§ **Task objective**
Using the records below, write out again exactly the lines that begin at the line containing "box: [936, 5, 1198, 733]" and end at the line containing "24L1088 0L935 417L980", and no other lines.

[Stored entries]
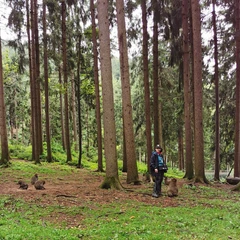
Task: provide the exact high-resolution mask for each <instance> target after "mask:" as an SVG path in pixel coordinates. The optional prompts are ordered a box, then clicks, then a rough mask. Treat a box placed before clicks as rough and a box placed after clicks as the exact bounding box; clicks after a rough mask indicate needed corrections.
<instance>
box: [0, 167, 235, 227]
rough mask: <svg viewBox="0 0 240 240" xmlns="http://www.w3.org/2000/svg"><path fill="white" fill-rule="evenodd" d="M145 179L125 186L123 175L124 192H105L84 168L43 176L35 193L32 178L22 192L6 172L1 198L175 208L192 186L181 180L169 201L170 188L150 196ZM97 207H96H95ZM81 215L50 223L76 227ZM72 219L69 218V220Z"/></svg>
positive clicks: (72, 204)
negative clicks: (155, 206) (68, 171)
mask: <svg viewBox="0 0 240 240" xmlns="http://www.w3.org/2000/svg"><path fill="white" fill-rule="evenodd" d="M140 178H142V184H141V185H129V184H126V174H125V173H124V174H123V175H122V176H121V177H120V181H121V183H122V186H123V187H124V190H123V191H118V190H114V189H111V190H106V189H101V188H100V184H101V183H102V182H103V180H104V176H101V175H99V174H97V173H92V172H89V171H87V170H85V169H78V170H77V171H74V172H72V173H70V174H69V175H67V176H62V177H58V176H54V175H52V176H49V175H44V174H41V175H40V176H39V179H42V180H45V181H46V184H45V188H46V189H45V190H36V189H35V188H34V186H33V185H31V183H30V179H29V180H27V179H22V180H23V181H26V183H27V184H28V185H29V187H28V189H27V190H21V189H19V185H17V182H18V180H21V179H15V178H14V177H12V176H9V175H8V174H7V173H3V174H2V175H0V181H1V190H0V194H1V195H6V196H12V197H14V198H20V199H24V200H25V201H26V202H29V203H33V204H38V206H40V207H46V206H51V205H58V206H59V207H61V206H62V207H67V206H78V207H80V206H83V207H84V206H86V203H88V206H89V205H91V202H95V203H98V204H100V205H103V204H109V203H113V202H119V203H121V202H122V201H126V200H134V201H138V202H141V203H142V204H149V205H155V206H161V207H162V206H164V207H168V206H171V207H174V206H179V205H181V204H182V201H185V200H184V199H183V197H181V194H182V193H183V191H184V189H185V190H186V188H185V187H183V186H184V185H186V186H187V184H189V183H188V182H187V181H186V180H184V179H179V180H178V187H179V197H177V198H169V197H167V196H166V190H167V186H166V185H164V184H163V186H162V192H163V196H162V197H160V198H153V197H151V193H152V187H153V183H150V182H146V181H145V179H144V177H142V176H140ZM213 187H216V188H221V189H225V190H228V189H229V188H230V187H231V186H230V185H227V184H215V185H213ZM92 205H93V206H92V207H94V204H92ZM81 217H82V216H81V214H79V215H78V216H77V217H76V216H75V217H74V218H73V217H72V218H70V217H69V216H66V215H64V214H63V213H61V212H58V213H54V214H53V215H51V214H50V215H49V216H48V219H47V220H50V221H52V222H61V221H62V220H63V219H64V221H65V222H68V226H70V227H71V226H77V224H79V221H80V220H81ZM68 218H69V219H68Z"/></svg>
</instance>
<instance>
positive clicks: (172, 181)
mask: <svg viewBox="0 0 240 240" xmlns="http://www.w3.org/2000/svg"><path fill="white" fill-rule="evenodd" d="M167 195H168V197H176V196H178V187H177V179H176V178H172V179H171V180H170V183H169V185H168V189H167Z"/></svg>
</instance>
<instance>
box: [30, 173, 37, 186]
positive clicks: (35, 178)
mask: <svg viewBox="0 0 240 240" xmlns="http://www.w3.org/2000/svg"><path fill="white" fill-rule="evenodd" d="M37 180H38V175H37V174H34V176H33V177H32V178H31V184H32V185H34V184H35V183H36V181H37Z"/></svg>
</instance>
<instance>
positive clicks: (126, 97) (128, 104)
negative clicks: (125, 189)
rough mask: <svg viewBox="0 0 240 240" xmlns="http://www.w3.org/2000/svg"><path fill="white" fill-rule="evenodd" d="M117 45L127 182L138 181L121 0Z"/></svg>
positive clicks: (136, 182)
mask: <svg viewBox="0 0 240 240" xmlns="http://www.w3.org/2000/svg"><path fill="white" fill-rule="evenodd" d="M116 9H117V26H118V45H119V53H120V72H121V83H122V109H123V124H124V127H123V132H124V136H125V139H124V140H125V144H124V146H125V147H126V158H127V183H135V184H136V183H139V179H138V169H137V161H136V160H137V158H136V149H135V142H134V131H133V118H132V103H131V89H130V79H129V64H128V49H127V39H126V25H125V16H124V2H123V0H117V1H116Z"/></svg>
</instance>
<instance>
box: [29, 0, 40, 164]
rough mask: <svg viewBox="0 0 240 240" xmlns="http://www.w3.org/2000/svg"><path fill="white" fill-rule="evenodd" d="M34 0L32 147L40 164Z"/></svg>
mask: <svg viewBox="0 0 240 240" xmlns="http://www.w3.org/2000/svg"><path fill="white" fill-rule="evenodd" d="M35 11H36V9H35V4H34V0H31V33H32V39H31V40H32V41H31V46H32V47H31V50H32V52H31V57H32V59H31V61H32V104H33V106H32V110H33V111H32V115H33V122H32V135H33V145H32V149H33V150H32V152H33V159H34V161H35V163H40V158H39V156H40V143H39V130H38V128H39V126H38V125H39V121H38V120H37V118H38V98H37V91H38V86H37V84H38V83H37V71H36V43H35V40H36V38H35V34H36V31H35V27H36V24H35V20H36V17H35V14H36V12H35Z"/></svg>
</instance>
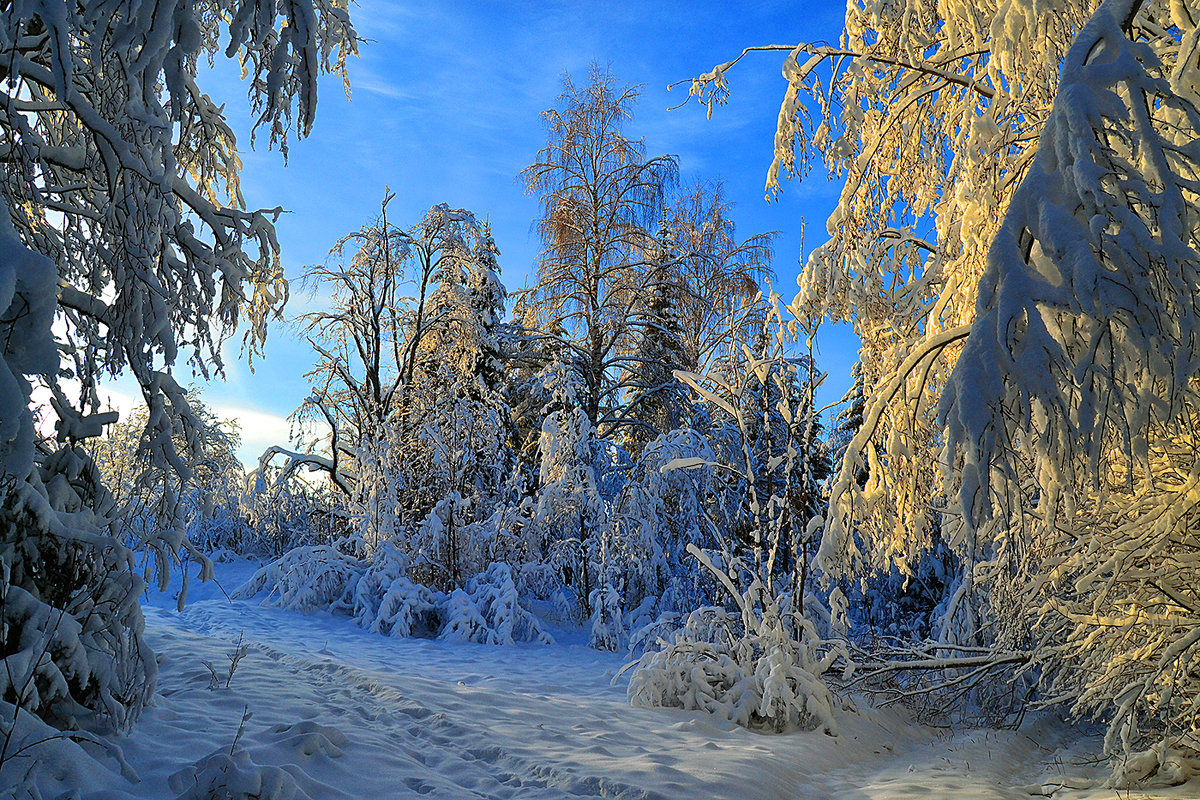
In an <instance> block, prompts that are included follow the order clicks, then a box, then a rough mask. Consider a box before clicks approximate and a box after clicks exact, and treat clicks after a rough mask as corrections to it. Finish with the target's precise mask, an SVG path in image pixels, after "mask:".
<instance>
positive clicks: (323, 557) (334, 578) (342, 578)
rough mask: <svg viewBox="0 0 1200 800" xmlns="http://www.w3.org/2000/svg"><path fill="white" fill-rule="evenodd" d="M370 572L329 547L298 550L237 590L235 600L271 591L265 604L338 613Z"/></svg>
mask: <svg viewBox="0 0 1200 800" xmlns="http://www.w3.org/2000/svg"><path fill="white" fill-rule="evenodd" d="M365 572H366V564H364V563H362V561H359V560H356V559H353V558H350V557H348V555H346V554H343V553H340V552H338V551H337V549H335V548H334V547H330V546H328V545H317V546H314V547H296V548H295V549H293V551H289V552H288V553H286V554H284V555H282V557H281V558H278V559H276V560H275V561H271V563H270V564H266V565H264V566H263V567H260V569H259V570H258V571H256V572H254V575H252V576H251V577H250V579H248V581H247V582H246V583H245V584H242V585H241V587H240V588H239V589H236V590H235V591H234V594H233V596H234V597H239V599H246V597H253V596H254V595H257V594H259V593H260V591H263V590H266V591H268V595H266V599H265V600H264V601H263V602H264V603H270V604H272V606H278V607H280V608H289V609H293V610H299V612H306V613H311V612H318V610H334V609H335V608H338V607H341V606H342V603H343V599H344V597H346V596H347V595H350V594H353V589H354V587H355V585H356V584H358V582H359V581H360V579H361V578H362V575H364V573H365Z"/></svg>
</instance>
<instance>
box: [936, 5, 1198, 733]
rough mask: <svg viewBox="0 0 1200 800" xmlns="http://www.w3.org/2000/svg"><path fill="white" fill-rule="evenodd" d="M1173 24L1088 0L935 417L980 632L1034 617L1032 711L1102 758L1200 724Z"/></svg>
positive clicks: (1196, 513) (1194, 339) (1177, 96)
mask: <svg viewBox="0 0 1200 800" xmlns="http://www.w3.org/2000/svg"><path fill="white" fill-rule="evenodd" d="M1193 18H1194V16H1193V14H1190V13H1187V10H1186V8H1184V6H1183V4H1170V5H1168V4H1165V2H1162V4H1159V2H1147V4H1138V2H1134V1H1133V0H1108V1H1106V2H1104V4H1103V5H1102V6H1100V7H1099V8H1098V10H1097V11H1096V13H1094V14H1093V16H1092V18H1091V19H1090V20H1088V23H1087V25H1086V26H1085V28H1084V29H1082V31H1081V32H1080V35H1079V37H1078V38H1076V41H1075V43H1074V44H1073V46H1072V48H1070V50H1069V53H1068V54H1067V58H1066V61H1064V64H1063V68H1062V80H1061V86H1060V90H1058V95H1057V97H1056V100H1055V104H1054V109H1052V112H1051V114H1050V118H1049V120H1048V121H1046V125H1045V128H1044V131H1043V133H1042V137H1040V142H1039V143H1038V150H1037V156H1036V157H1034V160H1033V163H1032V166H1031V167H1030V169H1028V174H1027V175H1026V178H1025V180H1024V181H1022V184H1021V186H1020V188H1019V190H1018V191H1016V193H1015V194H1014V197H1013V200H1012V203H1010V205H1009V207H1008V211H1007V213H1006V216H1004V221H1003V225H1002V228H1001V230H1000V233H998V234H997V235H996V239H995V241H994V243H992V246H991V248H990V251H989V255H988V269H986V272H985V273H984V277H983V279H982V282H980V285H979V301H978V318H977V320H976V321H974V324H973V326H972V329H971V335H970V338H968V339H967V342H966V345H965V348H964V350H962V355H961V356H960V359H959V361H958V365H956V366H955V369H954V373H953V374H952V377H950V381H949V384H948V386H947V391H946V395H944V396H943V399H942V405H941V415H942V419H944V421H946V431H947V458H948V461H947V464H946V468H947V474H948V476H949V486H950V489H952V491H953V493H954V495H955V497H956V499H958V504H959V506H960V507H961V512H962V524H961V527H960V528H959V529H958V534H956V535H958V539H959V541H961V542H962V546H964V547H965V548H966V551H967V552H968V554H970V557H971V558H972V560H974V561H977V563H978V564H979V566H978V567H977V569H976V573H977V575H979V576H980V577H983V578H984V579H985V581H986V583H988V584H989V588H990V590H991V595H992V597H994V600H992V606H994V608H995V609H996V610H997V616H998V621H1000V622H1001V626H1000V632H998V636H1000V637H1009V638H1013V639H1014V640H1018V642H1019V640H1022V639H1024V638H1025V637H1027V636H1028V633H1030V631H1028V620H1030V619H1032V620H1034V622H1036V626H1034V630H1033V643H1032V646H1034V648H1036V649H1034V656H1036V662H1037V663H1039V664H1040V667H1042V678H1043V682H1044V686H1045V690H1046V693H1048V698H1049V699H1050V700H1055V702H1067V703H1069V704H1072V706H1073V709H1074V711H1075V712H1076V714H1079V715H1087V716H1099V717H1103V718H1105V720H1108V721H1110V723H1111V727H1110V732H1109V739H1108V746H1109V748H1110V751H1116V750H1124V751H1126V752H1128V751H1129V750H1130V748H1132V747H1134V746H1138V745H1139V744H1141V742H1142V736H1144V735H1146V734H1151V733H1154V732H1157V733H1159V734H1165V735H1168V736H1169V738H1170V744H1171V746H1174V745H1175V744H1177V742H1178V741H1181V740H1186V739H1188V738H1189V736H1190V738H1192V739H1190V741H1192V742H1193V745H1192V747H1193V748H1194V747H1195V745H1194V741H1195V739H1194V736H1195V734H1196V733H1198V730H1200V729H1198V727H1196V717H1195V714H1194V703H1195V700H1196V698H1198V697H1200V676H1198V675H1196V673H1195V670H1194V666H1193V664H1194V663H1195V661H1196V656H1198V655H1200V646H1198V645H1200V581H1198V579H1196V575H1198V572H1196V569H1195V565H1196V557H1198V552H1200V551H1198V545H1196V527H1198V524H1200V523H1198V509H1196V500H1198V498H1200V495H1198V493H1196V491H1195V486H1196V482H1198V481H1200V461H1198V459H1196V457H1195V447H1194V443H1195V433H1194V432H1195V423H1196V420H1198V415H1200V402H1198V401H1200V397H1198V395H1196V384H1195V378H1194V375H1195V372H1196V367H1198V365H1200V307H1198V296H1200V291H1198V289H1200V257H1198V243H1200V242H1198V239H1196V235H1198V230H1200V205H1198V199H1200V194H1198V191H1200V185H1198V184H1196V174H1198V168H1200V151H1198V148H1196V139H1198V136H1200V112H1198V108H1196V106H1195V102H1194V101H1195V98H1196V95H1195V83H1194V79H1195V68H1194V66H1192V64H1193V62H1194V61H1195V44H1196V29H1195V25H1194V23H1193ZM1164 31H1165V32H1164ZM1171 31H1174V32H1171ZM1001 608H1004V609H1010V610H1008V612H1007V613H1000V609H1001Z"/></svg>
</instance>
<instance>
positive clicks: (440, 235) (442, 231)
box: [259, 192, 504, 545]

§ **Answer space**
box: [936, 5, 1198, 733]
rough mask: <svg viewBox="0 0 1200 800" xmlns="http://www.w3.org/2000/svg"><path fill="white" fill-rule="evenodd" d="M1173 24L1088 0L935 417L980 632L1034 617L1032 711L1102 758L1200 724Z"/></svg>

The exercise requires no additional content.